練習の目的:
抜粋によると、資紀は希に本心を告げず、わざと恨みを買ってから出征します。それはなぜか、抜粋に書かれている理由を一、二文で説明してください。

希が抱えた想いと裏腹に、13年ぶりに再会した資紀の態度は最初から冷たくて、それがまた余計に切なくて。
特に中盤以降の態度は酷く、明らかに"何か"あるわけだけどもその真意はわからず。
そしてついに事件が起きて...
何故そんなことを...?希の右手を切断して自分が特攻に行くためというのは希の想像にも難くなかったけれど、資紀がそうしたい理由を希は勘違いしてしまって。
これも資紀がわざと仕向けたんですね...
「大切に想っている希をどうしても特攻に行かせたくないから」なんて後腐れの残るようなことは言わない。
わざと恨みを買ってそのまま出征する。
事件の日の資紀の態度は、いよいよ決定的に恨まれるための凶行を前にして、最後の最後だけは自分の気持ちに正直にいたかった気持ちのあらわれでしょうか。

データ行:
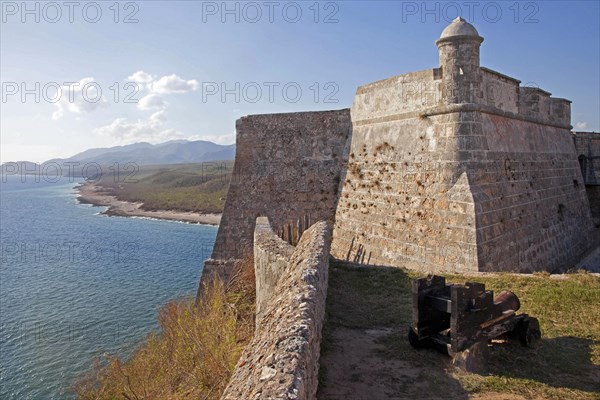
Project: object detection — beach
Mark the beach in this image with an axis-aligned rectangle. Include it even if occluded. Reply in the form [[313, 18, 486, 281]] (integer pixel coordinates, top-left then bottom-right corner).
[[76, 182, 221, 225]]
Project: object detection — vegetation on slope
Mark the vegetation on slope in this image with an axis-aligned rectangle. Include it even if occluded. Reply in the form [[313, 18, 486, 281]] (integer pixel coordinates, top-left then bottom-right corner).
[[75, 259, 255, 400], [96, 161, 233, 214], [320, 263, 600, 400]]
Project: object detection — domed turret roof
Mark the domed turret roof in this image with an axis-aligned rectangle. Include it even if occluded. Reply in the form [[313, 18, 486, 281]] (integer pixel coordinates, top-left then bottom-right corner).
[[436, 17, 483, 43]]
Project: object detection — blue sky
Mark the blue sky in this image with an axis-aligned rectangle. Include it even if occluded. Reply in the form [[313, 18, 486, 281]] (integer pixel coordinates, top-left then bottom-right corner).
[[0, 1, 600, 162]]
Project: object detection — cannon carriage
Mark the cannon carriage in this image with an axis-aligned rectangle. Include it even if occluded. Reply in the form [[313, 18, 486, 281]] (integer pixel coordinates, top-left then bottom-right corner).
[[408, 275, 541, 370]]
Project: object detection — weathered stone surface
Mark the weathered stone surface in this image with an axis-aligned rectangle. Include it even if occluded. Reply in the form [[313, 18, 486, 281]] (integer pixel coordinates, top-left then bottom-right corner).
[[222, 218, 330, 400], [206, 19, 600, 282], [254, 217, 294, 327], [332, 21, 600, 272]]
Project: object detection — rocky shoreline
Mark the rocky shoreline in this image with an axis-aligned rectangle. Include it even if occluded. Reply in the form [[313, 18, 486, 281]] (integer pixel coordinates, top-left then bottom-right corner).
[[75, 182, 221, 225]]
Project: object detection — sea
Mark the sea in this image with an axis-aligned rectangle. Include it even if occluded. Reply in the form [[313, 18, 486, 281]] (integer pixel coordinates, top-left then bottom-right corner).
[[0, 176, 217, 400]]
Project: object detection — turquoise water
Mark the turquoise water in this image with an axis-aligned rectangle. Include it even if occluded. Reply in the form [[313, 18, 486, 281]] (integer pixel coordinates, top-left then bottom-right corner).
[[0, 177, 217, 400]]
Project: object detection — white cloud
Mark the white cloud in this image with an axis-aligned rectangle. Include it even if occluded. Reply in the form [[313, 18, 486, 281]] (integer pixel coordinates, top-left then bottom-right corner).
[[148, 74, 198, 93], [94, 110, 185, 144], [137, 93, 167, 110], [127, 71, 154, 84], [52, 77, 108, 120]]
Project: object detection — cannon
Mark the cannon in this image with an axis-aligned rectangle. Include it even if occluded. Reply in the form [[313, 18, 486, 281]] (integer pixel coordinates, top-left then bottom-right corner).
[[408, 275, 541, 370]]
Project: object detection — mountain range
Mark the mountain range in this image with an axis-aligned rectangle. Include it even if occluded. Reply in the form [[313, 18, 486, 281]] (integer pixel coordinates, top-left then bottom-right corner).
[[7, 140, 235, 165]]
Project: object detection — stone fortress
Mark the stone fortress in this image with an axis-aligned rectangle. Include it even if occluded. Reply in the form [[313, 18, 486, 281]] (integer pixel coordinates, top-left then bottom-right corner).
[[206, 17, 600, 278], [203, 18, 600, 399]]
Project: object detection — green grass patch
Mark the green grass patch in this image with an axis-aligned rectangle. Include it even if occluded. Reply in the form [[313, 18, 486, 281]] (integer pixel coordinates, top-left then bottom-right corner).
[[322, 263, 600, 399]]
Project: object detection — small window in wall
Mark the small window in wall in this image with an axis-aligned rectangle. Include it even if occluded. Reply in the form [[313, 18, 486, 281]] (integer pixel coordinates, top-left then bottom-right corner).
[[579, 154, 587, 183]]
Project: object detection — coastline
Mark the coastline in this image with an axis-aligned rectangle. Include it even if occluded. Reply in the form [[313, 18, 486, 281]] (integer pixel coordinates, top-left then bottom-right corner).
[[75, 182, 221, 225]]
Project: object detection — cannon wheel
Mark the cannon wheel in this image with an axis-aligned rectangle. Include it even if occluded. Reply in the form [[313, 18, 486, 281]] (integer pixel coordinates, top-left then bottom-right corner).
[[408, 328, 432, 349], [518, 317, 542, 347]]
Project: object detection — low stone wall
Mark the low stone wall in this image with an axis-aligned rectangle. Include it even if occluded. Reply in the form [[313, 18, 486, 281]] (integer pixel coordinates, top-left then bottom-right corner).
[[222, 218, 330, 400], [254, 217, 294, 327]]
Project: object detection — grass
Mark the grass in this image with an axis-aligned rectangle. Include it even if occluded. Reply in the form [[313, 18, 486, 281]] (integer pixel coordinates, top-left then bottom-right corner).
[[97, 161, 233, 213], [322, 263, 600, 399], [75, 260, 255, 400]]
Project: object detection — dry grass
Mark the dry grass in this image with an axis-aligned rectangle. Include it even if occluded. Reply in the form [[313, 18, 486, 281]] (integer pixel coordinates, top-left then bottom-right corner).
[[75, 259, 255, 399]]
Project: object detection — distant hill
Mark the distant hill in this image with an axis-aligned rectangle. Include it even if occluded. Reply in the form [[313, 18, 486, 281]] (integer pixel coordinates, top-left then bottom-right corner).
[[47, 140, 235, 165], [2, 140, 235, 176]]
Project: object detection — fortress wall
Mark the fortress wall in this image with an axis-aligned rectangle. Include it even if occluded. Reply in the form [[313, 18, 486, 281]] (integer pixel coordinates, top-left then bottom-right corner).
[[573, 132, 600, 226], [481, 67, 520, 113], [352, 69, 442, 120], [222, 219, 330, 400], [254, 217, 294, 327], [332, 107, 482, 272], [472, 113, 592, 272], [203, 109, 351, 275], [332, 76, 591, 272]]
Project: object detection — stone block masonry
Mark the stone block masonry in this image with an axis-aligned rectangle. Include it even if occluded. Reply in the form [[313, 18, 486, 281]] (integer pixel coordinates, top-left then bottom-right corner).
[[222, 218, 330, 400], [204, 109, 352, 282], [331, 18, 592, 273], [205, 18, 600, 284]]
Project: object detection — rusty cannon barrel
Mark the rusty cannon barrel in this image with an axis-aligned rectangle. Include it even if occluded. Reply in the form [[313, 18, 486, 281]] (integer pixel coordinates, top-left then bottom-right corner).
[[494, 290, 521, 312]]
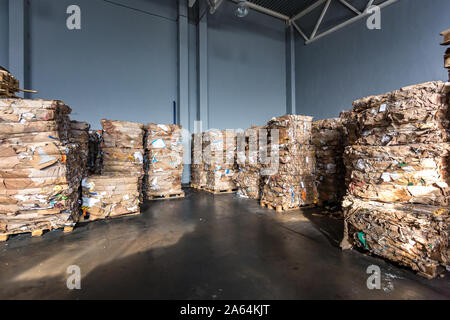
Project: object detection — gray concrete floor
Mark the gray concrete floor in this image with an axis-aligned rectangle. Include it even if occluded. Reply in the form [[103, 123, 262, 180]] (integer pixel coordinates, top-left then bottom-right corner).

解答例:
資紀の本心は、大切に想っている希をどうしても特攻に行かせたくないというものでした。それを口にすれば後腐れが残るため、彼は本心を言わず、わざと恨みを買ってそのまま出征しようとしました。